_Task requirements:_
List every line in the material that contains the string "jacket", matching case exactly.

Bounding box annotation entries:
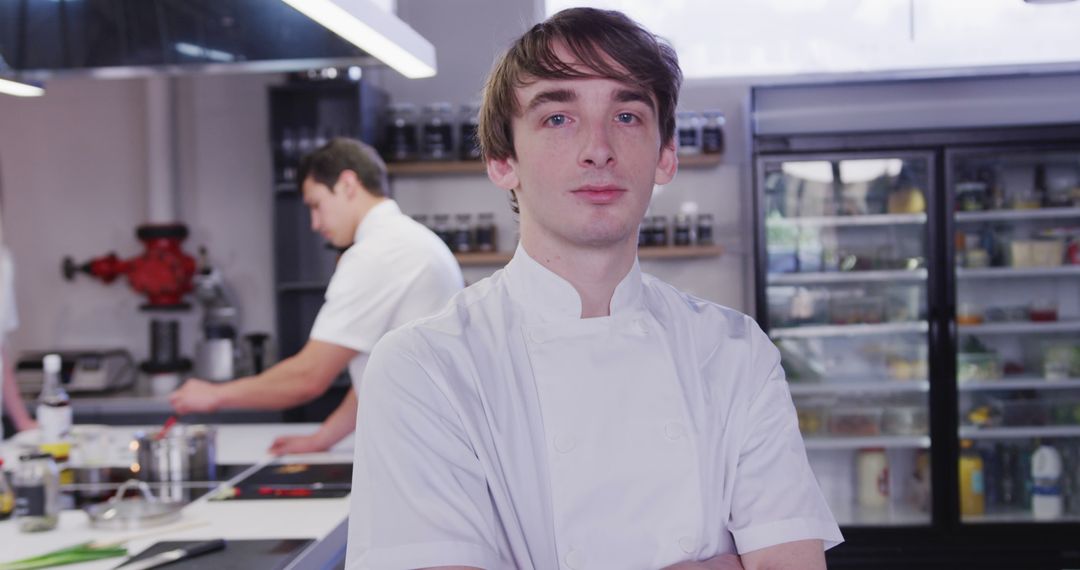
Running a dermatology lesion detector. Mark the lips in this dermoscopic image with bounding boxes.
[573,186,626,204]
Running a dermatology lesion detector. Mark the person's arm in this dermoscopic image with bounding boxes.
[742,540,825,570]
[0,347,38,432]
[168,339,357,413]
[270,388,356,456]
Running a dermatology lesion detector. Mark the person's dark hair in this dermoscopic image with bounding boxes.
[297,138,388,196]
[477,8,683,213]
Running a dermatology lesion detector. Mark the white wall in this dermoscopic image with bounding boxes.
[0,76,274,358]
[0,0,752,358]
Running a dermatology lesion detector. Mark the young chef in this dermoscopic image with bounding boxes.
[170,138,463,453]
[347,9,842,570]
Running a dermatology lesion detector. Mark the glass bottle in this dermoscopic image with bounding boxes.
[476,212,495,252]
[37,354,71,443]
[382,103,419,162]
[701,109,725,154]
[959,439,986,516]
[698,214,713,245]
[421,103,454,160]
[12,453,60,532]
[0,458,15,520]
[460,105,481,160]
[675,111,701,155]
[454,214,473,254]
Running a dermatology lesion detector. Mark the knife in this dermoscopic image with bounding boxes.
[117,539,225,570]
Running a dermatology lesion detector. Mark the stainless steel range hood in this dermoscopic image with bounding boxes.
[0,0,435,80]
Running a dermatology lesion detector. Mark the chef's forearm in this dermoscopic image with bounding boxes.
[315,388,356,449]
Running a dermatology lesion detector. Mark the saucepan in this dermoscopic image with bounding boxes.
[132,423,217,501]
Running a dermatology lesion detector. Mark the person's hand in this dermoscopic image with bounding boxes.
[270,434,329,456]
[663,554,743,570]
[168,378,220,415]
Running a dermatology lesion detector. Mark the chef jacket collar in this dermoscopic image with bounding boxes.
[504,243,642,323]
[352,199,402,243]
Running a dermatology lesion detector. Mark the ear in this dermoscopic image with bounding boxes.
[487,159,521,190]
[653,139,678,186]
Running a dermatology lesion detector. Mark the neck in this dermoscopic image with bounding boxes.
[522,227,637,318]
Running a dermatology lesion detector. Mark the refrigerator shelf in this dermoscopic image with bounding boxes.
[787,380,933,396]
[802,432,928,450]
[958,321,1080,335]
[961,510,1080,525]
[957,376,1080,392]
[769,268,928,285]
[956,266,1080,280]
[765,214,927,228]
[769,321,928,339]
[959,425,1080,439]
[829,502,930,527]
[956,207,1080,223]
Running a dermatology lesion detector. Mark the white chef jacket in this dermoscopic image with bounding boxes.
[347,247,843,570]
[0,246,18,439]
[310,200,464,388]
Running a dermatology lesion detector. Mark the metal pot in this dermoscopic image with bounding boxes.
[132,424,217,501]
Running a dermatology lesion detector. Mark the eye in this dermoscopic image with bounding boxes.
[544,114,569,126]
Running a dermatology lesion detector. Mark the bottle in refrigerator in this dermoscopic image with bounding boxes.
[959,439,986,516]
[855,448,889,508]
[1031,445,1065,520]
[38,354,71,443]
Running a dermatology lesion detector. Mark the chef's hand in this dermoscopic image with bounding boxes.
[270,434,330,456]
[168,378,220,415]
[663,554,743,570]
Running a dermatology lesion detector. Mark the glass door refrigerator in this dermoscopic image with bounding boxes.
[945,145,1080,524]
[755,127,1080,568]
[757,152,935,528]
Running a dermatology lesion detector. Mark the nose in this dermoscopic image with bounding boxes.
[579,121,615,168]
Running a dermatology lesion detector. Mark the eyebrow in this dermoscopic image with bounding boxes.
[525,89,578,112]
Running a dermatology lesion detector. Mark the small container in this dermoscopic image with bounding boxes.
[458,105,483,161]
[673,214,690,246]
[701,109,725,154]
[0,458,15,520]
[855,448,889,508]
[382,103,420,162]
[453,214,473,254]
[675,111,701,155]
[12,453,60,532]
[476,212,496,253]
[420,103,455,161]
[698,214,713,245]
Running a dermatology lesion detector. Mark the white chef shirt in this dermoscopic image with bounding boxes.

_Task response:_
Running a dermatology lesion detector. Mark the chef jacket collar in this dermoscopic image with bounding boxes.
Running a dermatology lesion detector. Mark the white chef jacket in this dermoscopic image with bounding boxes.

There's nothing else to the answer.